SOURCE EXCERPT ::
(begin)

# Chapter 2 Statistical Learning


## 2.1 What is statistical learning

Suppose that we observe a quantitative response $Y$ and p different predictors, $X1 , X2 , . . . , Xp$ . We assume that there is some relationship between $Y$ and $X = (X1,X2,...,Xp)$, which can be written in the very general form
$$
Y=f(X)+\epsilon
$$

Here $f$ is some fixed but unknown function of $X1, . . . , Xp$, and $\epsilon$ is a random error term, which is independent of $X$ and has mean zero. In this formula- tion, $f$ represents the systematic information that $X$ provides about $Y$ .

statistical learning refers to a set of approaches for estimating $f$. In this chapter we outline some of the key theoretical concepts that arise in estimating $f$, as well as tools for evaluating the estimates obtained.

### 2.1.1 Why estimate $f$?

two main reasons: prediction and inference

#### Prediction

Having a set of inputs $X$ but the output $Y$ cannot be easily obtained, since the error term averages to zero, we can predict Y using
$$
\hat{Y}=\hat{f}(X)
$$
where $\hat{f}$ represents our estimate for $f$ ans is usually treated as a black box , and $\hat{Y}$ represents the resulting pre- diction for $Y$ 

The accuracy of $\hat{Y}$ as a prediction for $Y$ depends on two quantities, which we will call the reducible error and the irreducible error.

(end)

SOURCE DATA ::
(begin)

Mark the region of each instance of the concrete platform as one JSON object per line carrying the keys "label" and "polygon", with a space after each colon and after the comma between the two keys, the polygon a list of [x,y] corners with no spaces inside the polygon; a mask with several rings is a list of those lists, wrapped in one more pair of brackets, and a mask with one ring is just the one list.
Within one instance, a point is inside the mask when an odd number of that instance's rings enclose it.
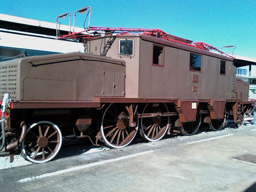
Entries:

(end)

OBJECTIVE 1 :: According to the statistical learning notes, what properties does the term $\epsilon$ have? List every property they state.
OBJECTIVE 2 :: Carry on writing the statistical learning notes from the point where they stop.
The data are separate material and have no connection to the statistical learning notes.

TASK RESULT 1 ::
- It is a random error term.
- It is independent of $X$.
- It has mean zero.

TASK RESULT 2 ::
In general, $\hat{f}$ will not be a perfect estimate for $f$, and this inaccuracy will introduce some error. This error is *reducible* because we can potentially improve the accuracy of $\hat{f}$ using the most appropriate statistical learning technique to estimate $f$

Even if it were possible to form a perfect estimate for $f$, so that our estimated response took the form $\hat{Y} = f(X)$, our prediction would still have some error in it! This is because $Y$ is also a function of $\epsilon$, which, by definition, cannot be predicted using $X$

Therefore, variability associated with $\epsilon$ also affects the accuracy of our predictions. This is known as the *irreducible error*

$$
E(Y-\hat{Y})^2 = E[f(X)+\epsilon -\hat{f}(X)]^2=[f(X)-\hat{f}(X)]^2_{reducible} + Var(\epsilon)_{irreducible}
$$

#### Inference
We are often interested in understanding the association between $Y$ and $X1,...,Xp$. In this situation we wish to estimate $f$, but our goal is not necessarily to make predictions for $Y$. Now $\hat{f}$ cannot be treated as a black box because we need to know its exact form


To answer foolowing questions:
- Which predictors are associated with the response? 
- What is the relationship between the response and each predictor?
- Can the relationship between $Y$ and each predictor be adequately summarized using a linear equation, or is the relationship more complicated?

### 2.1.2 How Do We Estimate $f$

Assume that we have observed a set of $n$ different data points aka training data. Then our training data consist of ${(x_1,y_1),...(x_n,y_n)}$ where $x_i=(x_{i1},...,x_{ip})^T$

Our goal is to apply a statistical method to the training data in order to estimate the unknown function $f$. 
Broadly speaking, most statistical learning methods for this task can be characterized as either *parametrix* or *non-parametric*

#### Parametric methods
involve a two-step model-based approach
1. First, we make an assumption about the functional form, or shape of $f$
2. After a model has bene selected, we need a procedure that uses the training data to *fit* or *train* the model.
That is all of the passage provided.